Please recast each of the records below as a JSON list of strings, with one string per line and blank lines left out.

Dataset items>
------------------------------------------------------------------------
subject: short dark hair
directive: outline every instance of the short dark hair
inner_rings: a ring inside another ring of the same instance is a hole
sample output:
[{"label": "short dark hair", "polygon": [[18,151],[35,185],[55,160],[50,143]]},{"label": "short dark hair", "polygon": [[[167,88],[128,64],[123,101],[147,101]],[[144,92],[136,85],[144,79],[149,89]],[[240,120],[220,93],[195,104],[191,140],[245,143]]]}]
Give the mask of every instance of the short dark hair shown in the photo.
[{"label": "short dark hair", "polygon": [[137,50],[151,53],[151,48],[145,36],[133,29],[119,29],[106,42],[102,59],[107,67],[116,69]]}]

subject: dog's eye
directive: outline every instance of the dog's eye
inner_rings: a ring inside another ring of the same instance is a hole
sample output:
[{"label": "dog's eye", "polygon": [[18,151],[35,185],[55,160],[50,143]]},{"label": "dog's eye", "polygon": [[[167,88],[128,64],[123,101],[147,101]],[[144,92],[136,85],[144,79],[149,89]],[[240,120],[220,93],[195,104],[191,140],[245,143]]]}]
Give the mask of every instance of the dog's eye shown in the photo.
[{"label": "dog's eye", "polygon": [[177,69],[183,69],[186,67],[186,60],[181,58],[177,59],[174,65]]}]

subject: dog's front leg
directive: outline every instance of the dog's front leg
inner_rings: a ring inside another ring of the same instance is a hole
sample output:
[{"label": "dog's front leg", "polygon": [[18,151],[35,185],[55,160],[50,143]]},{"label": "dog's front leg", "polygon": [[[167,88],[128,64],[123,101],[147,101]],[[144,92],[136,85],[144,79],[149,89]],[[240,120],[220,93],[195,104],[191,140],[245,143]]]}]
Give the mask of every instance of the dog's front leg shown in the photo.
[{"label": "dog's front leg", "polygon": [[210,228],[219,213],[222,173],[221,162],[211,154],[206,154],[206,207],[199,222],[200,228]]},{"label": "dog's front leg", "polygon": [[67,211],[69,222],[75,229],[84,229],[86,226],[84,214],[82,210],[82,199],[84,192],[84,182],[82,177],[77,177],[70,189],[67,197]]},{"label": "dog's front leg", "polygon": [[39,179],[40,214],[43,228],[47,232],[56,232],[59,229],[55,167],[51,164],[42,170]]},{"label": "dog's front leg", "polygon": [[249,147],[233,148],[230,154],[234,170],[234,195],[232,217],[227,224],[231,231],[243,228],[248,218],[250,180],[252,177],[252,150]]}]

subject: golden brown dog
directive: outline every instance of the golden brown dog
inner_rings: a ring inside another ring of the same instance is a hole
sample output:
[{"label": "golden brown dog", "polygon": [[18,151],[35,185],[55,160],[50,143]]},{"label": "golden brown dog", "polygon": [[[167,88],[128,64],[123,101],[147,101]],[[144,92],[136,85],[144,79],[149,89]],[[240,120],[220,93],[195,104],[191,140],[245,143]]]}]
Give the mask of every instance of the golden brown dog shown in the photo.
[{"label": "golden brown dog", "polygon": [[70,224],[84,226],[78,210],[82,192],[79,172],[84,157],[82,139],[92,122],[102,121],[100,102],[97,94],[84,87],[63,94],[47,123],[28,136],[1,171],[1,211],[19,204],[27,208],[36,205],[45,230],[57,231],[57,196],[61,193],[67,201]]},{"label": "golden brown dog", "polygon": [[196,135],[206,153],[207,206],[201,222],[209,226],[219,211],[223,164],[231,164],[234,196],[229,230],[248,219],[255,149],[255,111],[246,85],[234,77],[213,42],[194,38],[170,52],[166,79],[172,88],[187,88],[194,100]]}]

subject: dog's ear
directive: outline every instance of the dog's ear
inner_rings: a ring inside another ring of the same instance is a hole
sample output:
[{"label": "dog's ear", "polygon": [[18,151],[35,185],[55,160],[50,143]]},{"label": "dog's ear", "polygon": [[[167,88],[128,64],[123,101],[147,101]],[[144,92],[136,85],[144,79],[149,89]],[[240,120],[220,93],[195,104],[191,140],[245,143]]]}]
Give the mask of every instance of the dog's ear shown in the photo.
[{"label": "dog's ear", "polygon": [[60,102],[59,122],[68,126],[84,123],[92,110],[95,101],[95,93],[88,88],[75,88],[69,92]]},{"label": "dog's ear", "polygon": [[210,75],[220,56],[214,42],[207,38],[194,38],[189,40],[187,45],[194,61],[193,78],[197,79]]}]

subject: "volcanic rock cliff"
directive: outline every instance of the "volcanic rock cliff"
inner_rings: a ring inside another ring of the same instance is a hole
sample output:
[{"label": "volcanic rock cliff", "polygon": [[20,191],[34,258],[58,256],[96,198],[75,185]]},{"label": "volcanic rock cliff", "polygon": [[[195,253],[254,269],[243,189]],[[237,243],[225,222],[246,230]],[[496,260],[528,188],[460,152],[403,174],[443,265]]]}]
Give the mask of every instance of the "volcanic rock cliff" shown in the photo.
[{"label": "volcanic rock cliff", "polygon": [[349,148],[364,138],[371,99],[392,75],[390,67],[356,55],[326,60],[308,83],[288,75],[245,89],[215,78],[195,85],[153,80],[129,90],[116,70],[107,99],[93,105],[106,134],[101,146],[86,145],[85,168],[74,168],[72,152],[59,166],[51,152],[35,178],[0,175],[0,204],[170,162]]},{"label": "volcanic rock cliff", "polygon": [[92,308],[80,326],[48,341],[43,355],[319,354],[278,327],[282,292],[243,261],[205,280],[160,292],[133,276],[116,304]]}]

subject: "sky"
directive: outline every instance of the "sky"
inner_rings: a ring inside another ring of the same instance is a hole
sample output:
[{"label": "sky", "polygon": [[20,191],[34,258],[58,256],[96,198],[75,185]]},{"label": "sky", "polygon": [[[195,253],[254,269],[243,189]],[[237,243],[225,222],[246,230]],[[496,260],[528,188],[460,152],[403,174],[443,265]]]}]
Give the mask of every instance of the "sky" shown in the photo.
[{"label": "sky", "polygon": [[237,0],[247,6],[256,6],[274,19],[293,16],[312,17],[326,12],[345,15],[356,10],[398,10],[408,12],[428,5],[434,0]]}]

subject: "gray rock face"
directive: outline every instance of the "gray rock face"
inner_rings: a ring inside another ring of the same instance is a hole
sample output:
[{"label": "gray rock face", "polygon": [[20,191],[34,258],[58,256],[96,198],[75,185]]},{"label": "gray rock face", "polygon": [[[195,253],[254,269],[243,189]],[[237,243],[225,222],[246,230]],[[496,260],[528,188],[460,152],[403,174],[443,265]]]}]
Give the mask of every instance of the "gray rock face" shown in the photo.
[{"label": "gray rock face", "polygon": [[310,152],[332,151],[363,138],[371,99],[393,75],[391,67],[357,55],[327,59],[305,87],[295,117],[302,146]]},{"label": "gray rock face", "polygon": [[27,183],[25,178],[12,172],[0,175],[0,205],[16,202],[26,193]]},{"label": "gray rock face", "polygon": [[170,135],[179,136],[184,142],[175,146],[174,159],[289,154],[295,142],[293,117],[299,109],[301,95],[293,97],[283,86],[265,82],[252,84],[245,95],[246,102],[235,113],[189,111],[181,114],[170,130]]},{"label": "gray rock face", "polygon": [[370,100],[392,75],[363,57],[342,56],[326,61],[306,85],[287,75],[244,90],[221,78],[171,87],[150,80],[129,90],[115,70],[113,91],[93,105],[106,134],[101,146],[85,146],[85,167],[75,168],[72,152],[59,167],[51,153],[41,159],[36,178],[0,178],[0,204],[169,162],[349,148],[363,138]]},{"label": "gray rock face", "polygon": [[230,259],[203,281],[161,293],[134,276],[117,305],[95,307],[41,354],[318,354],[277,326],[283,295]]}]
------------------------------------------------------------------------
Result below>
[
  "subject: short dark hair",
  "directive: outline every instance of the short dark hair",
  "inner_rings: a ring inside another ring of the same instance is a hole",
  "sample output:",
  "[{\"label\": \"short dark hair\", \"polygon\": [[18,151],[35,185],[55,160],[50,143]]},{\"label\": \"short dark hair\", \"polygon\": [[[167,88],[128,64],[123,101],[147,101]],[[144,92],[136,85],[144,79],[149,89]],[[240,120],[220,93],[195,104],[191,140],[245,143]]]}]",
  "Give the mask of every instance of the short dark hair shown in the photo.",
  "[{\"label\": \"short dark hair\", \"polygon\": [[137,50],[151,53],[151,48],[145,36],[133,29],[119,29],[106,42],[102,59],[107,67],[116,69]]}]",
  "subject: dog's eye",
  "directive: outline every instance of the dog's eye",
  "inner_rings: a ring inside another ring of the same instance is a hole",
  "sample output:",
  "[{\"label\": \"dog's eye\", \"polygon\": [[18,151],[35,185],[55,160],[50,143]]},{\"label\": \"dog's eye\", \"polygon\": [[[167,88],[128,64],[123,101],[147,101]],[[144,92],[136,85],[144,79],[149,89]],[[240,120],[220,93],[195,104],[191,140],[245,143]]]}]",
  "Give the mask of every instance of the dog's eye shown in the photo.",
  "[{\"label\": \"dog's eye\", \"polygon\": [[177,69],[183,69],[186,67],[186,60],[181,58],[177,59],[174,65]]}]",
  "subject: dog's front leg",
  "directive: outline every instance of the dog's front leg",
  "inner_rings: a ring inside another ring of the same instance is a hole",
  "sample output:",
  "[{\"label\": \"dog's front leg\", \"polygon\": [[18,151],[35,185],[55,160],[50,143]]},{\"label\": \"dog's front leg\", \"polygon\": [[[167,88],[128,64],[123,101],[147,101]],[[144,92],[136,85],[144,79],[149,89]],[[240,120],[220,93],[195,104],[191,140],[245,143]]]}]",
  "Give the mask of every instance of the dog's front leg shown in the photo.",
  "[{\"label\": \"dog's front leg\", \"polygon\": [[210,228],[219,213],[222,173],[221,162],[211,154],[206,154],[206,207],[199,222],[200,228]]},{\"label\": \"dog's front leg\", \"polygon\": [[67,211],[69,222],[75,229],[84,229],[86,226],[84,214],[82,210],[82,199],[84,192],[84,182],[82,177],[77,177],[70,189],[67,197]]},{\"label\": \"dog's front leg\", \"polygon\": [[39,179],[40,214],[43,228],[47,232],[56,232],[59,229],[55,167],[51,164],[42,170]]},{\"label\": \"dog's front leg\", \"polygon\": [[249,147],[233,148],[230,154],[234,170],[234,195],[232,217],[227,224],[231,231],[243,228],[248,218],[250,180],[252,177],[252,150]]}]",
  "subject: golden brown dog",
  "directive: outline every instance of the golden brown dog",
  "inner_rings: a ring inside another ring of the same instance is a hole",
  "sample output:",
  "[{\"label\": \"golden brown dog\", \"polygon\": [[18,151],[35,185],[55,160],[50,143]]},{\"label\": \"golden brown dog\", \"polygon\": [[[167,88],[128,64],[123,101],[147,101]],[[144,92],[136,85],[144,79],[149,89]],[[240,120],[220,93],[195,104],[191,140],[245,143]]]}]",
  "Give the mask of every instance of the golden brown dog shown in the photo.",
  "[{\"label\": \"golden brown dog\", \"polygon\": [[70,224],[84,226],[78,210],[82,192],[79,172],[84,157],[82,139],[92,122],[102,121],[100,102],[97,94],[84,87],[63,94],[47,123],[28,136],[1,171],[1,211],[19,204],[27,208],[36,205],[45,230],[57,231],[57,196],[61,193],[67,201]]},{\"label\": \"golden brown dog\", \"polygon\": [[196,135],[206,153],[207,206],[201,222],[209,226],[219,211],[223,164],[231,164],[234,196],[229,230],[248,219],[255,149],[255,111],[246,85],[234,77],[213,42],[194,38],[170,52],[166,79],[172,88],[187,88],[194,100]]}]",
  "subject: dog's ear",
  "directive: outline every instance of the dog's ear",
  "inner_rings: a ring inside another ring of the same instance is a hole",
  "sample output:",
  "[{\"label\": \"dog's ear\", \"polygon\": [[18,151],[35,185],[55,160],[50,143]]},{\"label\": \"dog's ear\", \"polygon\": [[[167,88],[128,64],[123,101],[147,101]],[[144,92],[136,85],[144,79],[149,89]],[[240,120],[220,93],[195,104],[191,140],[245,143]]]}]",
  "Give the mask of every instance of the dog's ear shown in the photo.",
  "[{\"label\": \"dog's ear\", \"polygon\": [[60,102],[59,122],[68,126],[84,123],[92,110],[95,101],[95,93],[88,88],[75,88],[69,92]]},{\"label\": \"dog's ear\", \"polygon\": [[210,75],[220,56],[214,42],[207,38],[194,38],[189,40],[187,45],[194,61],[193,78],[197,79]]}]",
  "subject: \"volcanic rock cliff\"",
  "directive: outline every instance of the \"volcanic rock cliff\"",
  "inner_rings: a ring inside another ring of the same instance is a hole",
  "sample output:",
  "[{\"label\": \"volcanic rock cliff\", \"polygon\": [[20,191],[34,258],[58,256],[96,198],[75,185]]},{\"label\": \"volcanic rock cliff\", \"polygon\": [[[195,253],[254,269],[243,189]],[[237,243],[225,222],[246,230]],[[496,260],[528,188],[460,152],[403,174],[443,265]]]}]",
  "Give the mask of every instance of the \"volcanic rock cliff\" shown in the photo.",
  "[{\"label\": \"volcanic rock cliff\", \"polygon\": [[349,148],[364,138],[371,99],[392,75],[390,67],[356,55],[326,60],[308,83],[288,75],[245,89],[215,78],[195,85],[153,80],[129,90],[116,70],[107,99],[93,105],[106,134],[101,146],[86,145],[85,168],[74,168],[72,152],[59,166],[51,152],[35,178],[0,175],[0,204],[170,162]]},{\"label\": \"volcanic rock cliff\", \"polygon\": [[92,308],[80,326],[48,341],[43,355],[319,354],[278,327],[282,292],[243,261],[205,280],[160,292],[133,276],[116,304]]}]",
  "subject: \"sky\"",
  "directive: outline every instance of the \"sky\"",
  "inner_rings: a ring inside another ring of the same instance is a hole",
  "sample output:",
  "[{\"label\": \"sky\", \"polygon\": [[20,191],[34,258],[58,256],[96,198],[75,185]]},{\"label\": \"sky\", \"polygon\": [[[195,253],[254,269],[243,189]],[[237,243],[225,222],[246,230]],[[496,260],[528,188],[460,152],[403,174],[443,265]]]}]",
  "Give the mask of every instance of the \"sky\" shown in the photo.",
  "[{\"label\": \"sky\", \"polygon\": [[237,0],[247,6],[256,6],[274,19],[293,16],[312,17],[326,12],[345,15],[356,10],[398,10],[408,12],[428,5],[434,0]]}]",
  "subject: \"gray rock face\"",
  "directive: outline every instance of the \"gray rock face\"",
  "inner_rings: a ring inside another ring of the same instance is a hole",
  "sample output:",
  "[{\"label\": \"gray rock face\", \"polygon\": [[20,191],[34,258],[58,256],[96,198],[75,185]]},{\"label\": \"gray rock face\", \"polygon\": [[[195,253],[254,269],[243,189]],[[237,243],[225,222],[246,230]],[[496,260],[528,188],[460,152],[403,174],[443,265]]]}]",
  "Give the mask of every instance of the \"gray rock face\" shown in the photo.",
  "[{\"label\": \"gray rock face\", \"polygon\": [[310,152],[332,151],[363,138],[371,99],[393,75],[391,67],[357,55],[327,59],[305,87],[295,117],[302,146]]},{\"label\": \"gray rock face\", \"polygon\": [[27,183],[25,178],[12,172],[0,175],[0,205],[16,202],[26,193]]},{\"label\": \"gray rock face\", \"polygon\": [[170,135],[179,136],[184,142],[175,146],[174,159],[289,154],[295,142],[293,117],[299,109],[301,95],[293,97],[283,86],[265,82],[252,84],[245,95],[246,102],[235,113],[189,111],[181,114],[170,130]]},{\"label\": \"gray rock face\", \"polygon\": [[370,100],[392,75],[363,57],[342,56],[326,61],[306,85],[287,75],[244,90],[221,78],[171,87],[150,80],[129,90],[115,70],[113,91],[93,105],[106,134],[101,146],[85,146],[85,167],[75,168],[72,152],[59,167],[51,153],[41,159],[36,178],[0,178],[0,204],[169,162],[349,148],[363,138]]},{\"label\": \"gray rock face\", \"polygon\": [[230,259],[203,281],[161,293],[134,276],[117,305],[95,307],[41,354],[318,354],[277,326],[283,295]]}]"
]